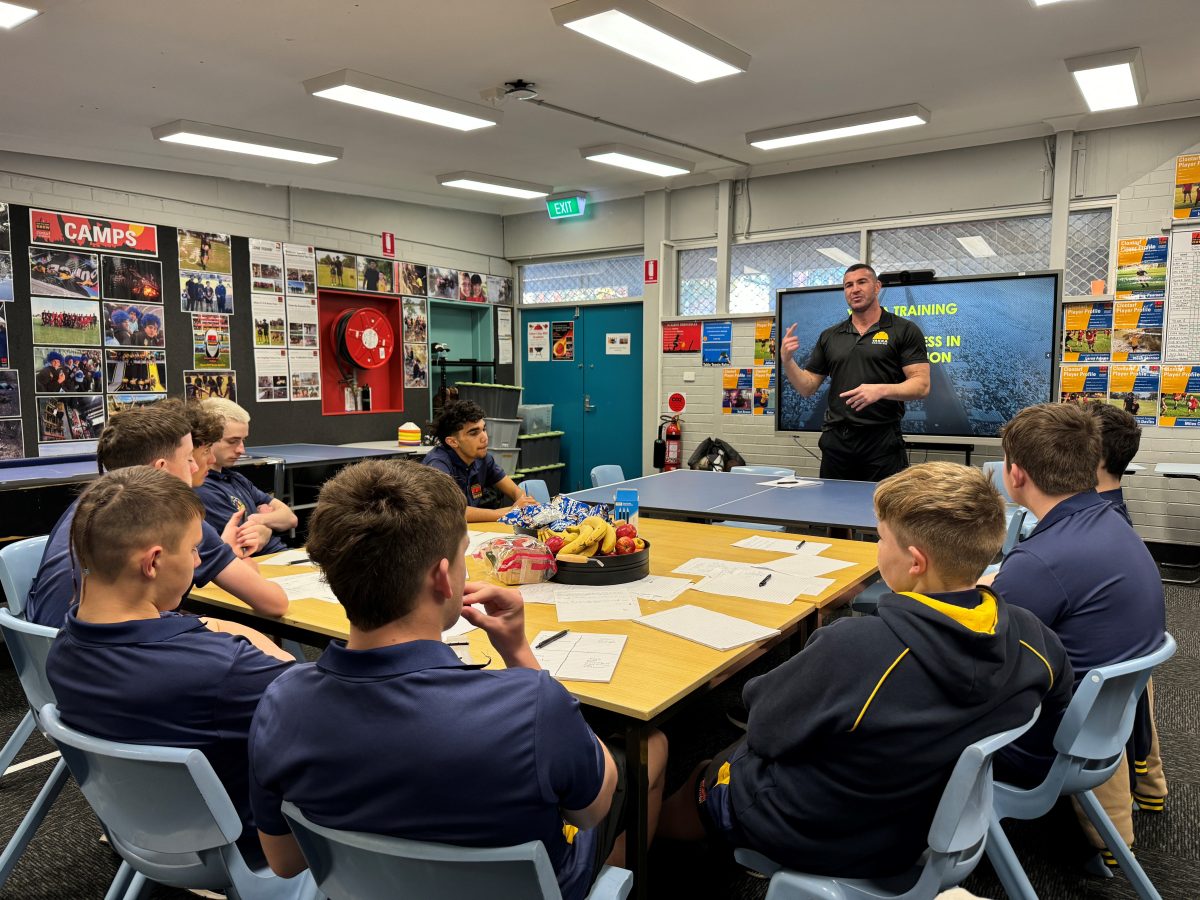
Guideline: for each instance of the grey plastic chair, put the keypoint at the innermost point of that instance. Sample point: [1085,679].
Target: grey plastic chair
[168,816]
[1090,742]
[604,475]
[957,839]
[373,867]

_ _ _ _ _

▶ _Your task_:
Render the records above as a Markdown table with the columns Row and Line, numbering each line and skipping blank lines. Leave the pictures out.

▶ _Result of this task_:
| Row | Line |
|---|---|
| 1 | Guideline: for each instance of the grey plastic chair, put the keypoint at the innermost point of that instance. Sample point: [1085,679]. |
| 2 | Target: grey plastic chair |
| 3 | [168,816] |
| 4 | [1090,742] |
| 5 | [604,475] |
| 6 | [957,839] |
| 7 | [373,867] |